| LAVORO DA SVOLGERE |
Per favore, rinomina "fog" in "mist" nelle righe che vanno da quella con "Where can the shrub" fino alla fine del materiale, entrambe incluse. Riporta queste righe per intero, con tutto il resto invariato e senza le immagini.

| REGISTRO DEI DATI |
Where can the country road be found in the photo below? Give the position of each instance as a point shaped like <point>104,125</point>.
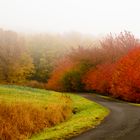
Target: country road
<point>123,123</point>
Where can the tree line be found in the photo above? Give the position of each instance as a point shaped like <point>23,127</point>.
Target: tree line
<point>72,62</point>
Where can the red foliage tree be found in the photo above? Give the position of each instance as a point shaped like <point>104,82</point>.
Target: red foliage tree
<point>99,79</point>
<point>125,82</point>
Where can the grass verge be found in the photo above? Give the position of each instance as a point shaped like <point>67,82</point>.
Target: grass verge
<point>86,114</point>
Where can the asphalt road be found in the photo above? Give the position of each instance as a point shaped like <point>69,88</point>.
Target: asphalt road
<point>123,123</point>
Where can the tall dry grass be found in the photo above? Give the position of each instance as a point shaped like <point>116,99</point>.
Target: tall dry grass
<point>20,120</point>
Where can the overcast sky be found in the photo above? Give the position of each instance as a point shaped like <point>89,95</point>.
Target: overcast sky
<point>85,16</point>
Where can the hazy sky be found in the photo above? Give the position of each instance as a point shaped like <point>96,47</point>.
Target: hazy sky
<point>85,16</point>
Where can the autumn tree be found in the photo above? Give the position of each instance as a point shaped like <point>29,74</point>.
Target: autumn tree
<point>15,61</point>
<point>126,78</point>
<point>116,46</point>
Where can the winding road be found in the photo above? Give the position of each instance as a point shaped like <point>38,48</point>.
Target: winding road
<point>123,123</point>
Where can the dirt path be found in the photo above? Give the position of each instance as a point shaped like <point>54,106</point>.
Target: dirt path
<point>123,123</point>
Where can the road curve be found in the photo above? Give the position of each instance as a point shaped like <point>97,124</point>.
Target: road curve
<point>123,123</point>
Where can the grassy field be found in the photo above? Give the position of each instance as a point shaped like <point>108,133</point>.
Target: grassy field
<point>86,114</point>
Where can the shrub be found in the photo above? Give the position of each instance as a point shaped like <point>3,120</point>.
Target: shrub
<point>126,78</point>
<point>98,79</point>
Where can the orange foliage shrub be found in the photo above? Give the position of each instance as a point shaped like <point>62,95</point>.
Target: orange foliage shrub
<point>62,67</point>
<point>21,120</point>
<point>99,78</point>
<point>125,82</point>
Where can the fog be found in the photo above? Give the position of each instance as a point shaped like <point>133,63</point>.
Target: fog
<point>95,17</point>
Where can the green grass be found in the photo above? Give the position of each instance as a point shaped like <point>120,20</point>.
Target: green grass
<point>88,114</point>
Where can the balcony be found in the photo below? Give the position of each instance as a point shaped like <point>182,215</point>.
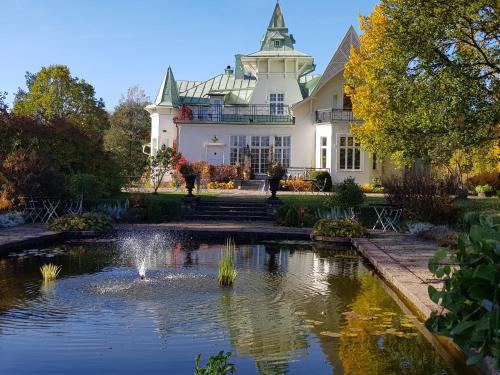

| RISPOSTA ATTESA |
Where can the shrub be found in the photo above? Give the position of each instance as a point shaped like <point>3,120</point>.
Target: shrub
<point>126,78</point>
<point>98,79</point>
Where can the orange foliage shrub be found in the photo above? Give the position of each instance as a point shaped like <point>62,95</point>.
Target: orange foliage shrub
<point>62,67</point>
<point>21,120</point>
<point>99,78</point>
<point>125,82</point>
Where can the mist be found in the photo above? Give the position of each instance as a point shaped like <point>133,63</point>.
Target: mist
<point>95,17</point>
Where can the green grass be found in the photo above? Give the position of each instance as a point shaped like <point>120,20</point>.
Target: green grass
<point>88,114</point>
Where can the balcony be found in the photo below? Give the position of each instance as a point shaped like <point>182,215</point>.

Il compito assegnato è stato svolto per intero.